_Records provided_.
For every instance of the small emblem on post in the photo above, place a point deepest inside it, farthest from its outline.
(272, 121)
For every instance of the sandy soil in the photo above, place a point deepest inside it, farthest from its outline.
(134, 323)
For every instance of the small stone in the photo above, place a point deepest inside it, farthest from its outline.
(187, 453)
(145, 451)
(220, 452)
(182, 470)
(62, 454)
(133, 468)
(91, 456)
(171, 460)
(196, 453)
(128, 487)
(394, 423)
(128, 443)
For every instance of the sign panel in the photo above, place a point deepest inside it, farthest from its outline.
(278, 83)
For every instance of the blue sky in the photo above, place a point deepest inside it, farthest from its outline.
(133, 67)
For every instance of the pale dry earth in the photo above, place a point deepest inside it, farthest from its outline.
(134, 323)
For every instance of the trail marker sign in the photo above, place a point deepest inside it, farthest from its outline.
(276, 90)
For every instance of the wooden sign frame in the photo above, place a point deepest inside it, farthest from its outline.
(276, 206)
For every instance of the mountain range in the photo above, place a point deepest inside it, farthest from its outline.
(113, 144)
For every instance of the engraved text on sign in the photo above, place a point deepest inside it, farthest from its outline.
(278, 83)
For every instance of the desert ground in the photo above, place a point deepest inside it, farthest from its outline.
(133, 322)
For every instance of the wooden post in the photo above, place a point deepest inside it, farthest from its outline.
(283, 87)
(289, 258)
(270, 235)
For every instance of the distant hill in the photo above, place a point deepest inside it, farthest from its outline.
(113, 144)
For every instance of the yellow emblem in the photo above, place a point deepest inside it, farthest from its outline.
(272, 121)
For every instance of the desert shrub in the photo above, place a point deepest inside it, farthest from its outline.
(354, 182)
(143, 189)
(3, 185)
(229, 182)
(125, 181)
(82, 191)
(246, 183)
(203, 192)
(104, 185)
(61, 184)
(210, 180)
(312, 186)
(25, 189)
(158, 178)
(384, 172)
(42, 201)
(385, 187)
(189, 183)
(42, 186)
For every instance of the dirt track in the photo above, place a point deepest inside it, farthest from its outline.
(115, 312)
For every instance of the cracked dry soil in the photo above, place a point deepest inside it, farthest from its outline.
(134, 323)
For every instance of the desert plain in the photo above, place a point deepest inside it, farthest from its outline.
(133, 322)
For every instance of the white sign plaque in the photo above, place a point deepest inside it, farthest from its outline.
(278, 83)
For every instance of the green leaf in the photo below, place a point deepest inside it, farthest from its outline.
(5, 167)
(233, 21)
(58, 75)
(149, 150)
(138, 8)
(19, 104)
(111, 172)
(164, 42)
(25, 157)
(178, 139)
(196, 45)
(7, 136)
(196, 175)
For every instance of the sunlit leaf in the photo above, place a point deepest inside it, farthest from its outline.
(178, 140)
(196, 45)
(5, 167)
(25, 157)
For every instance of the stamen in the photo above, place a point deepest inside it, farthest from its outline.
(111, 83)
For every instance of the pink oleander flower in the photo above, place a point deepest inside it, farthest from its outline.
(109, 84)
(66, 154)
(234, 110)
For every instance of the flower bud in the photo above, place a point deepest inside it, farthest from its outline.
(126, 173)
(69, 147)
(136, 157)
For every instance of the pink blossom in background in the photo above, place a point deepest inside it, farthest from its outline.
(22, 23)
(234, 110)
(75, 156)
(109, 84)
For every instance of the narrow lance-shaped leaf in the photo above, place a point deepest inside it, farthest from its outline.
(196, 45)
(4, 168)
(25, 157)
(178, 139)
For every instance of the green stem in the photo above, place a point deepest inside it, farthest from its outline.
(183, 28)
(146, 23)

_Your goal_. Go through all the records above, swapping "place a point" for "mark a spot" at every occurrence and keeping everything else unchanged.

_Result_.
For every instance of the small emblem on post in the photo above, mark a spot deepest inside it, farthest from its outline.
(272, 121)
For every instance of the sandy soil in the photo above, mark a spot deepest inside it, farthest from its outline.
(134, 323)
For every instance of the small stone in the photo above, mark a spot deepest inside it, farthest from its outline.
(187, 453)
(145, 451)
(220, 452)
(182, 470)
(62, 454)
(133, 468)
(91, 456)
(171, 460)
(196, 453)
(128, 487)
(394, 423)
(128, 443)
For every instance of the sign panel in the photo above, mark a spot deepest inside it, farthest from its outline.
(278, 83)
For every instance of the blue sky in the photo above, mark a spot deepest inside it, farthest from its outline.
(133, 67)
For every instance of the pale dry earth in the photo above, mark a spot deepest inside it, farthest from its outline.
(134, 323)
For every instance of the trail marker sign in the photo above, mark a spot deepest inside it, farthest from its outline.
(276, 90)
For every instance of the wooden sign frame in the photo above, mark a spot deepest inside it, farthest from its outline.
(276, 206)
For every instance of the mountain range in the photo above, mark a spot deepest inside it, farthest from its outline.
(113, 144)
For every instance of the engraved text on sign in the photo above, mark a spot deepest inside it, farthest from its outline.
(278, 83)
For every instance of the desert ground in the photo above, mark a spot deepest inside it, farthest from its outline.
(133, 322)
For every instance of the wooden post in the photo above, mark a spot deepest inside it, farthest from its outline.
(283, 87)
(289, 258)
(270, 235)
For every instance of the distant hill in the photo above, mark a spot deepest inside it, farthest from its outline.
(113, 144)
For every instance of the yellow emblem in the photo above, mark a spot deepest inside it, farthest from its outline.
(272, 121)
For every instance of the desert shrub in the photo above, mark a spot deepest inside it, farthest from its outline.
(354, 182)
(143, 189)
(3, 185)
(229, 182)
(125, 181)
(82, 191)
(246, 183)
(203, 192)
(104, 185)
(61, 184)
(210, 180)
(312, 186)
(25, 189)
(158, 178)
(384, 172)
(42, 201)
(385, 187)
(189, 183)
(42, 186)
For every instance of the dirt track in the photo above, mark a spot deepest inside it, farthest from its outline.
(115, 312)
For every instance of the cracked dry soil in the photo above, mark a spot deepest inside it, farthest from its outline.
(134, 323)
For every instance of the desert plain in the photo above, mark a spot deepest inside it, farthest from its outline.
(133, 322)
For every instance of the white sign plaque in the photo above, mark a spot deepest inside it, farthest from its outline.
(278, 83)
For every instance of the green leaf in the photo below, mark a spot deepest inside it, farthest from its outline.
(5, 167)
(233, 21)
(58, 75)
(149, 150)
(138, 8)
(19, 104)
(111, 172)
(164, 42)
(25, 157)
(178, 139)
(196, 45)
(7, 136)
(196, 175)
For every instance of the sunlit leaf in the photo above, mark a spot deepest inside it, farthest from its outline.
(178, 140)
(196, 45)
(5, 167)
(25, 157)
For every instance of the stamen in the photo above, mark a spot deepest inside it, farthest from its outline.
(111, 83)
For every instance of the pink oleander flower in the photo above, mark a spot deepest inside it, farthest from its outline.
(109, 84)
(66, 154)
(234, 110)
For every instance of the flower bud in the photo above, mark a spot deepest inside it, farthest from its outline.
(126, 173)
(69, 147)
(136, 157)
For every instance of the pink blossom in background in the photo above, mark a spot deepest inside it, farthest from its outline.
(22, 23)
(234, 110)
(75, 156)
(109, 84)
For every instance of the narrow lance-shaped leaf in the photo above, mark a spot deepest inside it, farthest from its outline.
(196, 45)
(4, 168)
(25, 157)
(178, 139)
For every instance of the green stem in the photo above, mark a spot deepest inside it, farthest from its outline.
(183, 28)
(146, 23)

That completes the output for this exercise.